====== PROVIDED PASSAGE

RELATED APPLICATIONS

[0001] The present application claims the benefit of U.S. Provisional Patent Application No. 62/048,610, filed on September 10, 2014, which is herein incorporated by reference in its entirety.

BACKGROUND

1. Field of the Invention

[0002] The present invention relates to a jet rotor with discharge jets that traverse a hypocycloid.

2. Description of the Related Art

[0003] Applicant previously obtained U.S. Patent No. 7, 198,456 for a Floating Head Reaction Turbine with Improved Jet Quality, which describes a compact rotary jetting tool. A similar prototype tool designed for zero-radius lateral drilling incorporates a rotor with discharge jets that are offset from the rotor axis to generate torque that spins the rotor and allows the jets to erode a circular hole. This tool operates at up to 20,000 psid and is capable of drilling a range of sandstone and other granular permeable formations. Because the tool is extremely short, it can turn inside of a shoe in casing to exit at an angle of 70 degrees from 4-1/2" casing.

[0004] Reaction turbine rotors with high pressure jets spin at extremely high runaway speed and require some sort of braking mechanism. The existing prototype tool relies on carbide weights that rub against the inside of the housing to slow the tool, but the operating speed is still in the range of 40,000 to 70,000 rpm. High rotary speed reduces the effectiveness of the jets and causes high wear. The existing design uses radial clearance seals that also act as the bushings that support the rotation of the tool. The tolerances on these seals are extremely small and any debris or misalignment can stop the rotor.

============
====== DATA TO USE

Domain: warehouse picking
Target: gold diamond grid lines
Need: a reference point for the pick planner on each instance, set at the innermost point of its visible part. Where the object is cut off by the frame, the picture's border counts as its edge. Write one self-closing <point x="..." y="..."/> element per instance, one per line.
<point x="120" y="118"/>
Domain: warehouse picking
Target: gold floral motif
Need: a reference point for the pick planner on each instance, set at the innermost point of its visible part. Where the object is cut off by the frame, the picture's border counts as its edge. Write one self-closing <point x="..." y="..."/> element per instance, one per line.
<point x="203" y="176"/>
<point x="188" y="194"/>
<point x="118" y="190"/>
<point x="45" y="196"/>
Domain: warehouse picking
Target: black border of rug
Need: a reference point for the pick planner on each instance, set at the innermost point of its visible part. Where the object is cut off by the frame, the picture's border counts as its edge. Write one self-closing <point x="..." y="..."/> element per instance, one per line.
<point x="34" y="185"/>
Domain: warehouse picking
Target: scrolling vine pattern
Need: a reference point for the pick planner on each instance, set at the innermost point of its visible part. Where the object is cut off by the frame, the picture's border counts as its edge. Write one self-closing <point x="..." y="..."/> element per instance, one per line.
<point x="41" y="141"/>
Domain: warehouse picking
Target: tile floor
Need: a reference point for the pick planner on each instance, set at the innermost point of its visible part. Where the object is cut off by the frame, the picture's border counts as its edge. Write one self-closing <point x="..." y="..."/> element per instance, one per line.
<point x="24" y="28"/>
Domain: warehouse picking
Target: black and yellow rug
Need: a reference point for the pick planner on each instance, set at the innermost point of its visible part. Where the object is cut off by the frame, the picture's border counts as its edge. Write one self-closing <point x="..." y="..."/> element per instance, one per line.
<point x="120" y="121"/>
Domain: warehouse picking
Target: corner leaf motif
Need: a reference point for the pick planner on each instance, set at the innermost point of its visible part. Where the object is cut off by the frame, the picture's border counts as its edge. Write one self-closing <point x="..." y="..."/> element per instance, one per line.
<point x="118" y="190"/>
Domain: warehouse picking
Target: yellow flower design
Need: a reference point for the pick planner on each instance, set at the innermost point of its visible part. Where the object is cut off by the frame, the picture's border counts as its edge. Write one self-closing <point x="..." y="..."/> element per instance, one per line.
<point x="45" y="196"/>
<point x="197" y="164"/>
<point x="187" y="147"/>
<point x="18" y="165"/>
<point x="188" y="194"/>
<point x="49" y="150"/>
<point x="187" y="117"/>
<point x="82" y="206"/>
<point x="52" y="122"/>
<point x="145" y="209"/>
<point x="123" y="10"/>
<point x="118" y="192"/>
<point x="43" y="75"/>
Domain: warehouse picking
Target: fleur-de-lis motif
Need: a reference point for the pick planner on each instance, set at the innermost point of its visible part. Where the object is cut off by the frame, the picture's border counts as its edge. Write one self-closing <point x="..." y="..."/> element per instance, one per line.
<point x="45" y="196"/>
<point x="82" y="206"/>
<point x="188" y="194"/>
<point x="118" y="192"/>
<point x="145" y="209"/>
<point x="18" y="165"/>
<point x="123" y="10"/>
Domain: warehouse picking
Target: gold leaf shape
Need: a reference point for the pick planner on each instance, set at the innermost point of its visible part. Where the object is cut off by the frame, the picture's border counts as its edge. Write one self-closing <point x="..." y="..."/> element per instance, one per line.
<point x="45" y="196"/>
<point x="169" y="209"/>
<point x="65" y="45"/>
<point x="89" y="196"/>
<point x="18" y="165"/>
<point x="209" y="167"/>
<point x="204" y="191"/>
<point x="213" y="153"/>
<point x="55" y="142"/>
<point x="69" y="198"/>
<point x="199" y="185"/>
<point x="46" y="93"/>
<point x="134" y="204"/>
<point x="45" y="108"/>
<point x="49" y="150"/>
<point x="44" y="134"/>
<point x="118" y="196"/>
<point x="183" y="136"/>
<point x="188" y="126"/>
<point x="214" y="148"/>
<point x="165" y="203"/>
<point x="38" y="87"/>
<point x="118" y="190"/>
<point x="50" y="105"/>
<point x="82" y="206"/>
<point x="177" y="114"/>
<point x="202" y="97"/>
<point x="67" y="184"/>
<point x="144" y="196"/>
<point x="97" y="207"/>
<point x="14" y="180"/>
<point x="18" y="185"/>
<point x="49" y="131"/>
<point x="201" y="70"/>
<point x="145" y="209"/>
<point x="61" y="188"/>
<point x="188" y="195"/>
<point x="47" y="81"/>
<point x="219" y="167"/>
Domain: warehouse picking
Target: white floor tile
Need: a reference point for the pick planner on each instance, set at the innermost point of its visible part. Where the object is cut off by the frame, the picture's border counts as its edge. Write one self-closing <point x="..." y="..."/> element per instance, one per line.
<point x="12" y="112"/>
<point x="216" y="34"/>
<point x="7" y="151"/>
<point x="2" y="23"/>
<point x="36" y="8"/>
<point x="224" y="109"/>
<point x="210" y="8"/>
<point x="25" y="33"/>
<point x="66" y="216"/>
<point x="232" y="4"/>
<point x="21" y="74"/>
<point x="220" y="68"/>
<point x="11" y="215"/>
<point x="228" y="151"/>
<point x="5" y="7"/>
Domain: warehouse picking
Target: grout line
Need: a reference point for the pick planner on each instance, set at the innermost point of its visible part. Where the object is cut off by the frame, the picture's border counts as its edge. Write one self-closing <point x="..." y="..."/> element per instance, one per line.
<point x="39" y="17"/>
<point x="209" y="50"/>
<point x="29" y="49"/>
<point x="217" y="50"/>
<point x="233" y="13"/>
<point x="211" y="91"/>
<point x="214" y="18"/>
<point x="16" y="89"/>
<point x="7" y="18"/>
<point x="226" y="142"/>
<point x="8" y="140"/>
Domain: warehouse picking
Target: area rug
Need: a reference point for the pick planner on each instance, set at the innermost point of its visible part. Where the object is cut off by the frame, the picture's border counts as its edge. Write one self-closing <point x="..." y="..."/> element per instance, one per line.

============

* **YOUR TASKS**:
[A] According to the patent passage, what is the operating speed range of the existing prototype tool?
[B] From the records, pull out each line that contains the word "yellow".

* **RESPONSES PER TASK**:
[A] 40,000 to 70,000 rpm.

[B]
Target: black and yellow rug
Target: yellow flower design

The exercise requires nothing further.